- DOCUMENT PASSAGE -
=======

Brooks Kochvar, a Republican operative who was Chocola’s chief of staff in Congress, said many of the positions his former boss supported as a lone voice have migrated to the party platform.

“When he first ran his race he said, ‘This is what I believe and what I want to do,’ and he talked about spending,” said Kochvar. “He didn’t change that message when he was in a tough race. A lot of the things he said then are now the popular things to talk about. When he was talking about budget process reform, it wasn’t the first thing on everyone’s mind.”

The Club also made a mark on the debt-ceiling talks.

As the debate progressed, the Club emerged at key points to oppose tentative compromises — and risked the ire of Speaker John Boehner (R-Ohio) by warning that they would “key-vote” any vote in favor of a debt-ceiling plan he proposed.

When the final debt-ceiling agreement came out, the group opposed it but did not threaten to put it on its scorecard.

The seven senators the Club endorsed in 2010 voted no anyway.

Toomey gave Chocola credit for the organization’s stature. 

“The consensus of the [Republican] party has definitely shifted in our direction, and there’s a much stronger commitment to the ideals the Club espouses than there was even five years ago — the Tea Party movement is illustrative of this,” he said. “I think that the Club is as influential and effective as it’s ever been, and Chris has been doing a terrific job at running it.”

=======

- LISTED RECORDS -
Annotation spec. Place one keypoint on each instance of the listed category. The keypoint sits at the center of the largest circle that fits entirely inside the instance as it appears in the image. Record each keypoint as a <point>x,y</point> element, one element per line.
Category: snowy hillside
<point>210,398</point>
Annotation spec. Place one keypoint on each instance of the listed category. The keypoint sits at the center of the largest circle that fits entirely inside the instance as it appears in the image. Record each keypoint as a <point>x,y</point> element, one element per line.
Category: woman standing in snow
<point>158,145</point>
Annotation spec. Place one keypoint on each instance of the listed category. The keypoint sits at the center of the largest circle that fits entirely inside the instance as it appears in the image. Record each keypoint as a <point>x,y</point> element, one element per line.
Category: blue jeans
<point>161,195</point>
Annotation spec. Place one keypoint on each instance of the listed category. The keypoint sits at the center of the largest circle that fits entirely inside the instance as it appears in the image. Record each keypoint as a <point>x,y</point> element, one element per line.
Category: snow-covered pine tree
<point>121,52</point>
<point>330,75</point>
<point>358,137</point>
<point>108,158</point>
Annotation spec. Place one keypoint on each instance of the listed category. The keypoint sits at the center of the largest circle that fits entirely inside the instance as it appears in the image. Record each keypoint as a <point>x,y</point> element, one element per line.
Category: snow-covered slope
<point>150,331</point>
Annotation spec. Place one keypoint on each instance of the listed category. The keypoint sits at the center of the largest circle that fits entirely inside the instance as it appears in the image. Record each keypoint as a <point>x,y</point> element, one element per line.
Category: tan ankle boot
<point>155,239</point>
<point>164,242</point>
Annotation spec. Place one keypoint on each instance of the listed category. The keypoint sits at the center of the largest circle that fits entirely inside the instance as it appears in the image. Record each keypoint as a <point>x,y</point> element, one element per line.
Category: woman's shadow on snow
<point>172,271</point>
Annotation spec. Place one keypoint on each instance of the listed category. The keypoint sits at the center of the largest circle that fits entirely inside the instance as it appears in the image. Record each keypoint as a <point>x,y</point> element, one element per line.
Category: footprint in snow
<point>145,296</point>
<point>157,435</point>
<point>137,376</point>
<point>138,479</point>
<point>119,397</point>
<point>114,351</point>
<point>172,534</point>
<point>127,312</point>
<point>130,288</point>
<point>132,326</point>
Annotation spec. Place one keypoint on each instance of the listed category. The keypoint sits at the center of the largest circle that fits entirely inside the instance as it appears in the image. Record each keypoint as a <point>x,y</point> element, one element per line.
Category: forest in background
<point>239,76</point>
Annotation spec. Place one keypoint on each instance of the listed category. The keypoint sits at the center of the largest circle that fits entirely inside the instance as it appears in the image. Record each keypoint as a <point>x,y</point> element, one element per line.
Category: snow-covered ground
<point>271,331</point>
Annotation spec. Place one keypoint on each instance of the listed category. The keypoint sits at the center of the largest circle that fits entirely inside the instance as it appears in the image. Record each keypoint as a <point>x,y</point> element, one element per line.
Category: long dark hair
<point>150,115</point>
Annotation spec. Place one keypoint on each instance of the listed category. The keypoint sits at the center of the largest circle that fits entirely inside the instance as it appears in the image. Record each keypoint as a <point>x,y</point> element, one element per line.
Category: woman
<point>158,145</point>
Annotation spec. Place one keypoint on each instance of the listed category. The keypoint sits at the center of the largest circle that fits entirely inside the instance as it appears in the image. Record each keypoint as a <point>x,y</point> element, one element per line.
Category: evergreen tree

=======

- TASK DETAILS -
In the passage on the Club, explain how the group risked Speaker John Boehner's ire during the debt-ceiling talks.

- SOLUTION TO THIS TASK -
As the debate progressed, the Club warned that it would "key-vote" any vote in favor of a debt-ceiling plan Boehner proposed. That warning put it at risk of angering the Speaker.